→ WHAT TO PRODUCE
Transcribe every row below verbatim.

→ DATA PROVIDED
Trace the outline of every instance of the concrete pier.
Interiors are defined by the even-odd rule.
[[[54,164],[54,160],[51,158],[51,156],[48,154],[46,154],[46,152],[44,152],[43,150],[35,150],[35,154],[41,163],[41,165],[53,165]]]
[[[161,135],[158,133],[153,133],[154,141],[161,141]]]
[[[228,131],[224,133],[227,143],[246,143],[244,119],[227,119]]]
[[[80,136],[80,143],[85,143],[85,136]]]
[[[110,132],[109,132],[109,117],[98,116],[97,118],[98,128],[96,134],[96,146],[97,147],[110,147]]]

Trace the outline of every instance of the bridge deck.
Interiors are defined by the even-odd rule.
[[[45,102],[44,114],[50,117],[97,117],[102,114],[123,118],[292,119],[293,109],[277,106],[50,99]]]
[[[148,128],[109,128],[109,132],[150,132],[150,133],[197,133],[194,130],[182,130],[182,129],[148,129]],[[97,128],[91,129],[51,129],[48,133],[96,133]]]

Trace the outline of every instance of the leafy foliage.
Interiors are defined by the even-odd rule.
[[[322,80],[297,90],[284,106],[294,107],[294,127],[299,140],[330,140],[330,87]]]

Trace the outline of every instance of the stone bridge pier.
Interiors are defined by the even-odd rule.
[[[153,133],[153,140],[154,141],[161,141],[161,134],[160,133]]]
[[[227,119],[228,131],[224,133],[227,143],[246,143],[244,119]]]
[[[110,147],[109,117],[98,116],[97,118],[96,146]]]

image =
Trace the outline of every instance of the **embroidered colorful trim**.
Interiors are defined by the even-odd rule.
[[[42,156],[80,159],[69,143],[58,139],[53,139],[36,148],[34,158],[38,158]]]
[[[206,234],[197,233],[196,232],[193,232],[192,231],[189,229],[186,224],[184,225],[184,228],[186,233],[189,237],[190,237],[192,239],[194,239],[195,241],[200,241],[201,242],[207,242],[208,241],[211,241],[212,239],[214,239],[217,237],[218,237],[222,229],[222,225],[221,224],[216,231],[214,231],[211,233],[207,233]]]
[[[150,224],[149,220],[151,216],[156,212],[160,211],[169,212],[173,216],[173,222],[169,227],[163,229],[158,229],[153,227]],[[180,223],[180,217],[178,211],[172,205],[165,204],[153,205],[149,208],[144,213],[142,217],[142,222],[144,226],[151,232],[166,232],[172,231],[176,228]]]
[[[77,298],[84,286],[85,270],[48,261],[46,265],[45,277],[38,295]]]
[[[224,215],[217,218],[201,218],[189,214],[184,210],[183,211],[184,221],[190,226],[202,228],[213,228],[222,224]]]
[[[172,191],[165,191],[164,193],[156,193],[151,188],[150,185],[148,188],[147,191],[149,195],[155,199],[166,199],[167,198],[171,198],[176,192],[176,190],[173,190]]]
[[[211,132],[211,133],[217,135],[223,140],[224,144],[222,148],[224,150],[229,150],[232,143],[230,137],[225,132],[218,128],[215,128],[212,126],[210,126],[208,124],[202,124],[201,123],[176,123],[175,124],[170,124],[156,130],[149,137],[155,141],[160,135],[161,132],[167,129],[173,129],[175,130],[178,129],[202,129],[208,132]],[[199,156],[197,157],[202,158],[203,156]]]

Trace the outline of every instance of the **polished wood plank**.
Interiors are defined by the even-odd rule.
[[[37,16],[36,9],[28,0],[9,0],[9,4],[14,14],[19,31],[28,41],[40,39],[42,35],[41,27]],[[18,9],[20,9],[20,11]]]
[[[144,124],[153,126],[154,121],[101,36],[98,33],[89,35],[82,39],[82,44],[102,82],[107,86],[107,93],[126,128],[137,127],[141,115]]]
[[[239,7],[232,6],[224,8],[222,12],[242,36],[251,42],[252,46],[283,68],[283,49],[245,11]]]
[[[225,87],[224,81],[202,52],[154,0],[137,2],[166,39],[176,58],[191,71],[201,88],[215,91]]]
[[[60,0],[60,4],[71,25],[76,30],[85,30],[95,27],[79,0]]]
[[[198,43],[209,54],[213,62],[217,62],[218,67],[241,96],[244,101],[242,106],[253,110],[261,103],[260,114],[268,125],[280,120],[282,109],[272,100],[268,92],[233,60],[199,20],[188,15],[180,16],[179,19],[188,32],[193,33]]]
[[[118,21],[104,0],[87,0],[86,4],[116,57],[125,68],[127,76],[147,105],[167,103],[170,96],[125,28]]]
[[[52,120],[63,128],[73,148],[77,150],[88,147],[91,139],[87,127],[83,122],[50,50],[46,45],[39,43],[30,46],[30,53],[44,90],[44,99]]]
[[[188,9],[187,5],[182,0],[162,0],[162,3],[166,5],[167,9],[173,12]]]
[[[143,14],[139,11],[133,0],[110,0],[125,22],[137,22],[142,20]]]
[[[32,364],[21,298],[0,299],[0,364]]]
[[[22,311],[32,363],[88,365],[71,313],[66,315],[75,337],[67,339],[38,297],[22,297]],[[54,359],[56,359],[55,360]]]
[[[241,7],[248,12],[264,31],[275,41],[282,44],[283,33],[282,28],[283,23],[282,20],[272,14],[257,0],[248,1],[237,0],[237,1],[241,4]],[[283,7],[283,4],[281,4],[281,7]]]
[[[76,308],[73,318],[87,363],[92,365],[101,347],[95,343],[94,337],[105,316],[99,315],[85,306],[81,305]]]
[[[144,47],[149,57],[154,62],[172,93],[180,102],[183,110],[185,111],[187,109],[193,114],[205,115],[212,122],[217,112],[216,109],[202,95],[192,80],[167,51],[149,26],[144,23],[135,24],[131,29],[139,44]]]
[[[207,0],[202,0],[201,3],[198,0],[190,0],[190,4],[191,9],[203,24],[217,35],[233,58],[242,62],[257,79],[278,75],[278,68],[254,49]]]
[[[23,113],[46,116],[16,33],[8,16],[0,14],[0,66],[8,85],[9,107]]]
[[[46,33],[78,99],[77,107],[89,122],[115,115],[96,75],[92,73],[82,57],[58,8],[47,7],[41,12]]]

→ WRITTEN SOLUTION
Trace the outline of every instance of the concrete pier.
Interiors are defined by the even-odd rule.
[[[54,164],[54,160],[51,158],[51,156],[48,154],[46,154],[46,152],[44,152],[43,150],[35,150],[35,154],[41,163],[41,165],[53,165]]]
[[[161,135],[158,133],[153,133],[154,141],[161,141]]]
[[[228,131],[224,133],[227,143],[246,143],[244,119],[227,119]]]
[[[80,136],[80,143],[85,143],[85,136]]]
[[[110,132],[109,132],[109,117],[98,116],[97,118],[98,128],[96,134],[96,146],[97,147],[110,147]]]

Trace the outline of every instance of the bridge deck.
Interiors are defined by the even-odd rule.
[[[45,102],[44,114],[50,117],[97,117],[102,114],[123,118],[292,119],[293,109],[277,106],[50,99]]]
[[[148,128],[109,128],[109,132],[150,132],[150,133],[197,133],[194,130],[182,130],[182,129],[148,129]],[[97,128],[91,129],[51,129],[48,133],[96,133]]]

Trace the outline of every instance of the leafy foliage.
Interiors are defined by the even-odd rule.
[[[322,80],[297,90],[284,106],[294,107],[294,127],[299,140],[330,140],[330,87]]]

Trace the outline of every instance of the stone bridge pier.
Interiors are defined by the even-odd rule.
[[[153,133],[153,140],[154,141],[161,141],[161,134],[160,133]]]
[[[227,119],[228,131],[224,133],[227,143],[246,143],[244,119]]]
[[[110,147],[109,117],[98,116],[97,118],[96,146]]]

image =
Trace the outline of every instance of the **embroidered colorful trim**.
Interiors are defined by the even-odd rule.
[[[42,156],[80,159],[69,143],[58,139],[53,139],[36,148],[34,158],[38,158]]]
[[[206,234],[197,233],[196,232],[193,232],[192,231],[189,229],[186,224],[184,225],[184,228],[186,233],[189,237],[190,237],[192,239],[194,239],[195,241],[200,241],[201,242],[207,242],[208,241],[211,241],[212,239],[214,239],[217,237],[218,237],[222,229],[222,225],[221,224],[216,231],[214,231],[211,233],[207,233]]]
[[[150,224],[149,220],[151,216],[156,212],[160,211],[169,212],[173,216],[173,222],[169,227],[163,229],[158,229],[153,227]],[[180,223],[180,217],[178,211],[172,205],[165,204],[153,205],[149,208],[144,213],[142,217],[142,222],[144,226],[151,232],[166,232],[172,231],[176,228]]]
[[[77,298],[84,286],[85,270],[48,261],[46,265],[45,277],[38,295]]]
[[[224,215],[217,218],[201,218],[189,214],[184,210],[183,211],[184,221],[190,226],[202,228],[213,228],[222,224]]]
[[[172,191],[165,191],[164,193],[156,193],[151,188],[150,185],[148,188],[147,191],[149,195],[155,199],[166,199],[167,198],[171,198],[176,192],[176,190],[173,190]]]
[[[211,132],[211,133],[217,135],[223,140],[224,144],[222,148],[224,150],[229,150],[232,143],[230,137],[225,132],[218,128],[215,128],[212,126],[210,126],[208,124],[202,124],[201,123],[176,123],[175,124],[170,124],[156,130],[149,137],[155,141],[160,135],[161,132],[167,129],[173,129],[175,130],[178,129],[202,129],[208,132]],[[199,156],[197,157],[202,158],[203,156]]]

Trace the outline of every instance of the **polished wood plank**.
Interiors are defined by the even-odd rule.
[[[37,16],[36,9],[28,0],[9,0],[9,4],[14,14],[19,31],[28,41],[40,39],[42,35],[41,27]],[[18,9],[20,9],[20,11]]]
[[[144,124],[153,126],[154,121],[101,36],[98,33],[89,35],[82,39],[82,44],[102,82],[107,86],[107,93],[126,128],[137,127],[141,115]]]
[[[239,7],[232,6],[224,8],[222,12],[242,36],[251,42],[252,46],[283,68],[283,49],[245,11]]]
[[[225,87],[224,81],[202,52],[154,0],[137,2],[166,39],[176,58],[191,71],[201,88],[215,91]]]
[[[60,0],[60,4],[71,25],[76,30],[85,30],[95,27],[79,0]]]
[[[198,43],[209,54],[213,62],[217,62],[218,67],[241,96],[244,101],[242,106],[253,110],[261,103],[260,114],[268,125],[280,120],[282,109],[272,100],[268,92],[233,60],[199,20],[188,15],[180,16],[179,19],[188,32],[193,33]]]
[[[118,21],[104,0],[87,0],[86,4],[116,57],[125,68],[127,76],[147,105],[167,103],[170,96],[125,28]]]
[[[52,120],[63,128],[73,148],[77,150],[88,147],[91,139],[87,127],[83,122],[50,50],[46,45],[39,43],[30,46],[30,53],[44,90],[44,99]]]
[[[188,9],[187,5],[182,0],[162,0],[162,3],[166,5],[167,9],[173,12]]]
[[[143,14],[139,11],[133,0],[110,0],[125,22],[137,22],[142,20]]]
[[[32,364],[21,298],[0,299],[0,364]]]
[[[22,311],[32,363],[88,365],[71,313],[66,315],[75,337],[67,339],[38,297],[22,297]],[[54,359],[56,359],[55,360]]]
[[[241,7],[248,12],[264,31],[275,41],[282,44],[283,33],[282,28],[283,23],[282,20],[272,14],[257,0],[248,1],[237,0],[237,1],[241,4]],[[283,7],[283,4],[281,4],[281,7]]]
[[[76,308],[73,318],[87,363],[92,365],[101,347],[95,343],[94,337],[105,316],[99,315],[85,306],[81,305]]]
[[[144,47],[149,57],[154,62],[172,93],[180,102],[183,110],[185,111],[187,109],[193,114],[205,115],[212,122],[217,112],[216,109],[202,95],[192,80],[167,51],[149,26],[144,23],[135,24],[131,29],[139,44]]]
[[[207,0],[202,0],[201,3],[198,0],[190,0],[190,4],[191,9],[203,24],[217,35],[233,58],[242,62],[257,79],[278,75],[278,68],[254,49]]]
[[[23,113],[46,116],[16,33],[8,16],[0,14],[0,66],[8,85],[9,107]]]
[[[46,33],[78,99],[77,107],[89,122],[115,115],[96,75],[92,73],[82,57],[58,8],[47,7],[41,12]]]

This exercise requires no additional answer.